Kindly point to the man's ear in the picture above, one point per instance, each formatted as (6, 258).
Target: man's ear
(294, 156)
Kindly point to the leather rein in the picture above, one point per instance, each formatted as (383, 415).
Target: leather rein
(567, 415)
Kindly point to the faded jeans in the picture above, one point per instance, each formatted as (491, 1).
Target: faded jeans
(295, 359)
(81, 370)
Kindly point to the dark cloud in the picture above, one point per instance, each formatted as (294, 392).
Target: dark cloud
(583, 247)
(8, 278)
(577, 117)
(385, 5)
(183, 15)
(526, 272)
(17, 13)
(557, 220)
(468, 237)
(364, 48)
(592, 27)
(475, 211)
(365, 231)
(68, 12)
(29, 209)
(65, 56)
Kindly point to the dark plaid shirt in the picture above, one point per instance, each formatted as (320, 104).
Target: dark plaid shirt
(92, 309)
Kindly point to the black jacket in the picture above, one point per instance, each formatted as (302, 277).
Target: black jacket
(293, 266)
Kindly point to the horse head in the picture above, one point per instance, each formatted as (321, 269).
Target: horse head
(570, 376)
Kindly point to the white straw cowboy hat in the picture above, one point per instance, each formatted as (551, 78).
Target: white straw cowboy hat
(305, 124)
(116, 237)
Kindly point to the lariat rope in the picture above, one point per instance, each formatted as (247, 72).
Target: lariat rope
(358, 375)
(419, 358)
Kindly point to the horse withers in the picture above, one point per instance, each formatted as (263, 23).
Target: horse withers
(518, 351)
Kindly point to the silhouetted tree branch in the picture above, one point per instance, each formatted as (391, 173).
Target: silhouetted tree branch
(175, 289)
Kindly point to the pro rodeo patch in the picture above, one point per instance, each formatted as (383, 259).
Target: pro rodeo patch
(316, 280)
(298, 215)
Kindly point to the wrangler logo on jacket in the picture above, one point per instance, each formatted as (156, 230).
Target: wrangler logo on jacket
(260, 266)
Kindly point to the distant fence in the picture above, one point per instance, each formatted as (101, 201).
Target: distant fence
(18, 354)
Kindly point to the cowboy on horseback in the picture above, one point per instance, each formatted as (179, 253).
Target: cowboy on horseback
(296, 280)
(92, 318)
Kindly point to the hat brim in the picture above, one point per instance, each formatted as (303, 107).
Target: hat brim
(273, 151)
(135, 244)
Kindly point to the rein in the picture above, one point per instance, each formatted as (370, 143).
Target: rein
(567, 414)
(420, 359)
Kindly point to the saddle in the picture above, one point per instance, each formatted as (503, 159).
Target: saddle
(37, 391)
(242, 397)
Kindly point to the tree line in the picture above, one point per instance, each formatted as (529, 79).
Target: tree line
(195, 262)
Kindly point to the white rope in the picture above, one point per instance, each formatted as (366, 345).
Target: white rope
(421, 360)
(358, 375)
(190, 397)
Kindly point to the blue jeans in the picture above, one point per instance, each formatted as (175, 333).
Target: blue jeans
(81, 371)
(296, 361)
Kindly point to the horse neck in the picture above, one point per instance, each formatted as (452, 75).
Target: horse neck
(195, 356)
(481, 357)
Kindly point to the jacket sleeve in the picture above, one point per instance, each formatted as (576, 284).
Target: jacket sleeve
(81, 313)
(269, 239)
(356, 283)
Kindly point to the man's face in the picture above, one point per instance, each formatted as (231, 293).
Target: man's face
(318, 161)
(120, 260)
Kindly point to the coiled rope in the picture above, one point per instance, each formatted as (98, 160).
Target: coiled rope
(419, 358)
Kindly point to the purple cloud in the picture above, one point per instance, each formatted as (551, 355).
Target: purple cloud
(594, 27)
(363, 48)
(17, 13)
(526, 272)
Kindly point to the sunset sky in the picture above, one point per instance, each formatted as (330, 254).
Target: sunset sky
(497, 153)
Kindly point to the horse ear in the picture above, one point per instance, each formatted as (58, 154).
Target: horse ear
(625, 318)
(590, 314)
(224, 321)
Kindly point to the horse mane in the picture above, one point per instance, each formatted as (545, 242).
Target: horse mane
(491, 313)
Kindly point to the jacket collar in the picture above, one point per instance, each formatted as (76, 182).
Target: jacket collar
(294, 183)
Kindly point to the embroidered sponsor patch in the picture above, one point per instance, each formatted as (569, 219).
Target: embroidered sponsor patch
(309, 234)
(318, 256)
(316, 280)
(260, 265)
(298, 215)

- [Your assignment]:
For this exercise, give the entries above again with no difference at all.

- [Reply]:
Kindly point to the man's ear in the picture above, one point per instance, each formatted as (6, 258).
Target: man's ear
(294, 156)
Kindly point to the leather rein in the picture above, one point per instance, each formatted as (383, 415).
Target: leather rein
(567, 415)
Kindly point to the faded jeans in the picture above, one point per instance, each formatted as (491, 1).
Target: faded jeans
(295, 359)
(81, 370)
Kindly point to the dark cloud in the picture above, one point per instance, each formatted as (294, 392).
Target: dark cloud
(583, 247)
(8, 278)
(577, 117)
(385, 5)
(183, 15)
(526, 272)
(17, 13)
(557, 220)
(468, 237)
(364, 48)
(592, 27)
(475, 211)
(365, 231)
(68, 12)
(29, 209)
(65, 56)
Kindly point to the dark plaid shirt in the picture above, one point per instance, each formatted as (320, 104).
Target: dark plaid shirt
(92, 309)
Kindly point to the black jacket in the picture above, one point per instance, each formatted as (302, 277).
Target: black jacket
(293, 266)
Kindly point to the horse head in the picture above, one point per instance, each formatted as (321, 269).
Target: horse head
(570, 376)
Kindly point to the white straw cowboy hat in the picture above, one point per instance, each formatted as (551, 78).
Target: white straw cowboy hat
(305, 124)
(116, 237)
Kindly point to the lariat rope in the picture above, one point per instance, each formatted as (247, 72).
Target: lariat rope
(358, 375)
(419, 358)
Kindly point to the horse withers in the picture above, one point per instance, each formatted as (263, 23).
Target: horse withers
(518, 351)
Kindly point to the silhouetted tree branch in the picture above, one point per instance, each formatted as (391, 173).
Target: silhouetted tree branch
(175, 289)
Kindly point to the pro rodeo patch in the picture above, one point per instance, each formatted as (383, 259).
Target: pro rodeo patch
(316, 280)
(298, 215)
Kindly point to the wrangler logo on jacket in the picture above, one point per instance, each formatted as (156, 230).
Target: wrangler logo on jacket
(260, 266)
Kindly point to the distant fence in the picture above, one point per instance, each formatted as (101, 201).
Target: distant fence
(18, 354)
Kindly point to the cowboy on horseback in the picture above, one point per instance, each formatted as (179, 253).
Target: cowboy on horseback
(296, 280)
(92, 318)
Kindly point to the hat brim in the picture above, one point per instance, each formatted as (303, 107).
Target: hat brim
(273, 151)
(135, 244)
Kindly point to the rein in the picture above, one point per instance, each formatted as (370, 143).
Target: rein
(567, 414)
(420, 359)
Kindly point to the saddle in the picture above, one point per instance, each formatted as (503, 159).
Target: saddle
(37, 391)
(242, 397)
Kindly point to the tree line in the picture above, one point per instance, each formatted as (529, 79).
Target: tree line
(195, 262)
Kindly point to the white rope in the picture above, one point per instance, each formatted as (366, 345).
Target: white rope
(421, 360)
(358, 375)
(190, 397)
Kindly point to the blue jeans in the picture above, one point per instance, each formatted as (175, 333).
Target: blue jeans
(81, 371)
(296, 361)
Kindly point to the horse neck in the picture above, one point per instance, each formatted as (452, 75).
Target: horse neck
(195, 356)
(481, 357)
Kindly point to the jacket sleeve in the picture above, one point per instance, each formatted as (576, 284).
Target: jacket sleeve
(81, 313)
(269, 239)
(356, 283)
Kindly point to the man's face in the picture above, one point per instance, each formatted as (231, 293).
Target: man's face
(318, 161)
(120, 260)
Kindly point to the coiled rope in the picture above, one point per instance, each formatted as (98, 160).
Target: coiled rope
(419, 358)
Kindly point to the purple cloud in the picture above, one point per instance, each formatted as (551, 355).
Target: purple cloud
(594, 27)
(363, 48)
(17, 13)
(526, 272)
Kindly point to the sunset sky in the picture above, one point per instance, each formatted as (330, 254).
Target: sunset sky
(497, 153)
Kindly point to the horse ear in the picture above, one point per instance, each formatted as (58, 154).
Target: horse ear
(625, 318)
(590, 314)
(224, 321)
Kindly point to the horse mane in the picture above, one point per instance, each formatted as (545, 242).
Target: horse mane
(491, 313)
Kindly point to the jacket collar in the picture above, one point per instance, each formatted as (76, 182).
Target: jacket collar
(294, 183)
Kindly point to the embroidered sponsor patch in the picture above, one point per instance, each formatted as (569, 219).
Target: embroidered sponsor patch
(309, 234)
(318, 256)
(316, 280)
(260, 265)
(298, 215)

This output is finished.